» Exercise data:
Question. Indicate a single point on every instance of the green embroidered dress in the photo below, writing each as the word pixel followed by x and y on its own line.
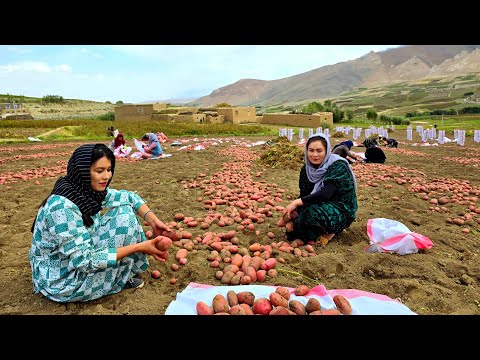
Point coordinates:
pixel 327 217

--

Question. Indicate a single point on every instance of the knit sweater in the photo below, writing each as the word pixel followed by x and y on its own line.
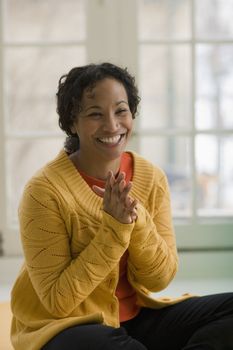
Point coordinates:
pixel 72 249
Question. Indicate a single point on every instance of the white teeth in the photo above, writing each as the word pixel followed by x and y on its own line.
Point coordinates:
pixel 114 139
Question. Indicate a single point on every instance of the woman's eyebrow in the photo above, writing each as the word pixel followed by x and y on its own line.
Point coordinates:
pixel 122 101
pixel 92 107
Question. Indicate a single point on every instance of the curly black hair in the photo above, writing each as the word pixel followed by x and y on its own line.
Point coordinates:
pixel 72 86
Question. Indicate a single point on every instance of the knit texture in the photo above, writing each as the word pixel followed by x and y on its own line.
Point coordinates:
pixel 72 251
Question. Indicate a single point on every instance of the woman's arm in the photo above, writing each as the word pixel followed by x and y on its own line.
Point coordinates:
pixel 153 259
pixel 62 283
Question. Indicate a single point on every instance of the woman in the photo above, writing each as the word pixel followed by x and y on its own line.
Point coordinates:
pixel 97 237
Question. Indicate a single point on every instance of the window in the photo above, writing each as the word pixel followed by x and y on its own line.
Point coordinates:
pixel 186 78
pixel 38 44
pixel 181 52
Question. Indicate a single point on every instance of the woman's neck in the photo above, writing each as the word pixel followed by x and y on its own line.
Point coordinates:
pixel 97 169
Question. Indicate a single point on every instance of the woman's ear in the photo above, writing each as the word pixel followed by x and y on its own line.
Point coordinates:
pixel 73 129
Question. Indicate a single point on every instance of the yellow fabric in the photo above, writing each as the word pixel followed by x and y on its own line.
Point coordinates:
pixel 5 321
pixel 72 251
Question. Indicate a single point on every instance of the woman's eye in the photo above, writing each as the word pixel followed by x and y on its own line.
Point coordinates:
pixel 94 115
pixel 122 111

* * *

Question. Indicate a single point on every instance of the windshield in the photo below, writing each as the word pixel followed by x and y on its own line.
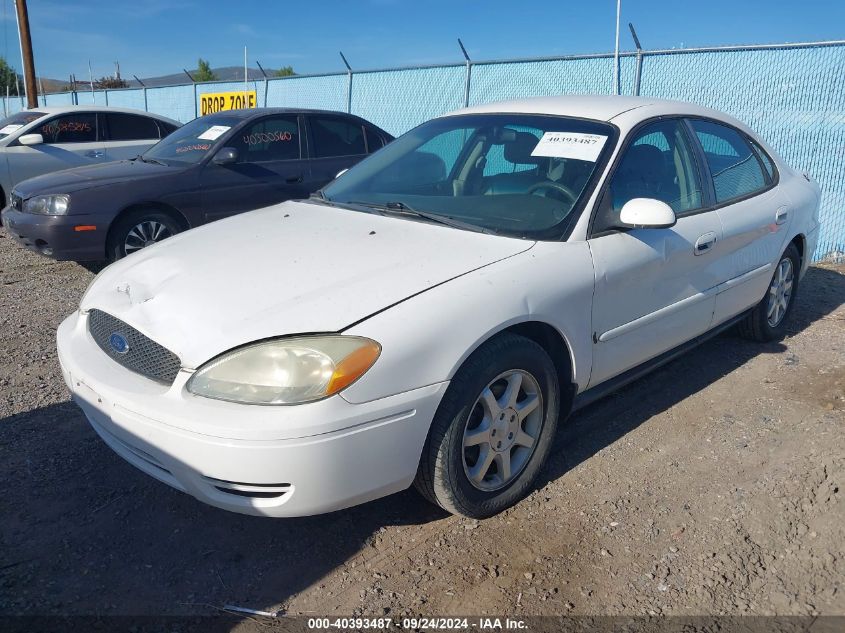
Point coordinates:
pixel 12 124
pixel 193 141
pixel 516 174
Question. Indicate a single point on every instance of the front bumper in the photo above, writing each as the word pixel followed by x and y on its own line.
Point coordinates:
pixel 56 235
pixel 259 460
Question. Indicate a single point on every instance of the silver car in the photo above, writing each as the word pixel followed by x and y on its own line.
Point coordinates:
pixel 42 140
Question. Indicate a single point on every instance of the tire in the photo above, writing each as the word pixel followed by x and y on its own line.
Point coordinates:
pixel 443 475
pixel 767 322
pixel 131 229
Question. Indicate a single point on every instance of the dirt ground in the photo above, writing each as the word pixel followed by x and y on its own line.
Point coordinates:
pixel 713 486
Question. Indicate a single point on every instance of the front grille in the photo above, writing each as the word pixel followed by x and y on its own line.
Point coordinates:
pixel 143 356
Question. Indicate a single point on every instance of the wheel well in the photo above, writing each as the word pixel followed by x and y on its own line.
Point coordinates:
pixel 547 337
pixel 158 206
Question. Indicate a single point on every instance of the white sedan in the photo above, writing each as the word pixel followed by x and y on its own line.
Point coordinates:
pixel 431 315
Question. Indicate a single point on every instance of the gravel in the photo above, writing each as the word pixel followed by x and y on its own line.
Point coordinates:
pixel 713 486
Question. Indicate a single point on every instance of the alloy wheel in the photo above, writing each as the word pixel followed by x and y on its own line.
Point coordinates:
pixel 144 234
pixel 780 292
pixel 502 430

» Given problem:
Reproduce the rows above word for word, starting at the line that contains "the woman in" and ending at the line that contains "pixel 73 129", with both of those lines included.

» The response:
Question. Indicate a single point on every instance of the woman in the photo above, writing each as the word pixel followed by x and y on its own line.
Point coordinates:
pixel 97 237
Question. Indicate a single point on every instance of the window in the photo above, writing each as the word pixel followed by x and y on its own line.
Point coordinates:
pixel 186 78
pixel 38 44
pixel 181 52
Question. Indicate a single point on every instance of the woman's neck in the photo above, writing each as the word pixel followed by x and y on its own line.
Point coordinates:
pixel 97 169
Question. Indicate a single point on every instance of the woman's ear in the photo above, writing each as the word pixel followed by x and y on its own line.
Point coordinates:
pixel 73 129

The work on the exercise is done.